**RECORDS**
* * * * * * * * *

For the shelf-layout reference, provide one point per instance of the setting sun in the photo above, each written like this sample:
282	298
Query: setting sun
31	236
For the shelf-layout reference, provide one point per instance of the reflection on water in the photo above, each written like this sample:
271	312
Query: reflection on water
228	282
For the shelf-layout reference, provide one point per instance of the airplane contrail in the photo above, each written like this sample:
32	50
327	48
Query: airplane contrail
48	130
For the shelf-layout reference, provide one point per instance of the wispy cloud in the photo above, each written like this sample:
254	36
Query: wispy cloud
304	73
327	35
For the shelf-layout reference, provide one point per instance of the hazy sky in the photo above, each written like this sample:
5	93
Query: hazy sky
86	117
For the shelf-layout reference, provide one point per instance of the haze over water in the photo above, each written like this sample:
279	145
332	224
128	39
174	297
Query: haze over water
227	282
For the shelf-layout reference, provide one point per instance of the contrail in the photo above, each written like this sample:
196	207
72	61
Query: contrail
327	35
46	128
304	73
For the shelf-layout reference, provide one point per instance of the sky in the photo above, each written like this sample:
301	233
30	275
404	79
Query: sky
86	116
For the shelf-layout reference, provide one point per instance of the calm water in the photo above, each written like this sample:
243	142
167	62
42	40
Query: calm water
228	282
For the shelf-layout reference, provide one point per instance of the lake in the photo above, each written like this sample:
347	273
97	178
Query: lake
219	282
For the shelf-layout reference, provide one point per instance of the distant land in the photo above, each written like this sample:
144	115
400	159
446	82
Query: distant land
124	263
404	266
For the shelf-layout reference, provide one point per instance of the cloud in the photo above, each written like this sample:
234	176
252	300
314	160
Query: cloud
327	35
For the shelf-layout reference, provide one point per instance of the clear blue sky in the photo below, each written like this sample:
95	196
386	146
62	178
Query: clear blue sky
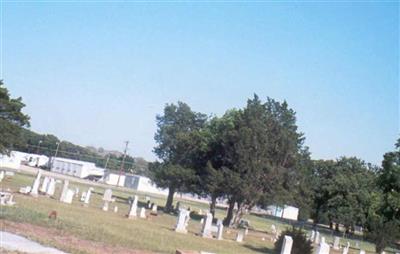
98	73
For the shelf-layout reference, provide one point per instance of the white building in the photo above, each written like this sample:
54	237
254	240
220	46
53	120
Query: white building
135	182
286	212
81	169
10	161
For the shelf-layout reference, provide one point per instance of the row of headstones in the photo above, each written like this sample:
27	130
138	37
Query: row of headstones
49	185
324	247
207	229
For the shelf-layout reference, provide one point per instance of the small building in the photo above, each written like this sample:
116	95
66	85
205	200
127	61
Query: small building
81	169
285	212
135	182
10	161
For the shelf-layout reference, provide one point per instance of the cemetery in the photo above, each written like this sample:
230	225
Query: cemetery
49	210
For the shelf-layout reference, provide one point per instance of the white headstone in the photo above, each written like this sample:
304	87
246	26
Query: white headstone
346	249
317	239
1	175
69	195
105	205
181	223
312	236
35	187
287	245
87	196
133	209
142	213
154	208
336	243
45	183
240	236
206	230
51	187
107	195
220	231
323	248
64	190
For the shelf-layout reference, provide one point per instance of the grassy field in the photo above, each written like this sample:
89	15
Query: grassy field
114	229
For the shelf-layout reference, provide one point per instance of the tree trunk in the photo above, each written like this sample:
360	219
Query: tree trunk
229	214
213	204
168	205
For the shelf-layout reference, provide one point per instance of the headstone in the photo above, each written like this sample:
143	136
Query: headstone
240	236
312	236
346	249
182	221
206	230
105	205
87	196
287	245
154	209
317	239
133	208
43	187
220	231
107	195
83	196
64	190
142	213
69	195
36	183
323	248
51	187
336	243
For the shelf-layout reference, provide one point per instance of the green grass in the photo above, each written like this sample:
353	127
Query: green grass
91	223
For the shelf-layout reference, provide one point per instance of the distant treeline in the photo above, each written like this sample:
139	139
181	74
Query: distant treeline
46	144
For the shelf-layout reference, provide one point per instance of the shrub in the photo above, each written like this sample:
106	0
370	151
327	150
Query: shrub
300	243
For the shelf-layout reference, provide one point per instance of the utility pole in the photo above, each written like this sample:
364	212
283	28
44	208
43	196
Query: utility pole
123	161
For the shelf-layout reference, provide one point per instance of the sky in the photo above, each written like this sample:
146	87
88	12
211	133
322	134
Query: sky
98	73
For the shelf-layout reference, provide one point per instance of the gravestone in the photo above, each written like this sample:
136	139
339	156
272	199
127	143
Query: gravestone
133	208
287	245
220	231
36	183
317	238
240	236
182	221
206	230
323	248
87	196
44	185
336	243
69	195
142	213
312	236
64	190
154	209
51	187
346	249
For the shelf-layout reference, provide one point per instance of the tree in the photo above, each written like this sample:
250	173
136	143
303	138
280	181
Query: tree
11	119
384	220
174	137
264	155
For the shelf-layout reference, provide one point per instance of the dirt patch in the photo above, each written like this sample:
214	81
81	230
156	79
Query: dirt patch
64	240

* * * * * * * * *

Copy out, unchanged, the stretch of the records from the line containing "of the gravestone" through the end of the records.

**SOLUTION FOR THIS PROBLEM**
For the shelf-layout reference, provide one point per instance of the gravestone in the photo above, each written like this sample:
136	139
339	156
272	199
127	143
Query: gravestone
133	208
287	245
220	231
36	183
317	238
240	236
182	221
206	230
323	248
87	196
44	185
336	243
69	195
142	213
312	236
64	190
154	209
51	187
346	249
For the shelf-layout reference, provide one point per instance of the tree in the photo above, each written like this sample:
250	173
136	143
303	138
280	181
Query: tree
11	119
384	220
174	137
264	155
For the shelf-layout reference, provide one point per instance of the dirt patch in the photo above, each written like this sample:
214	81
81	230
156	79
Query: dirt patch
64	240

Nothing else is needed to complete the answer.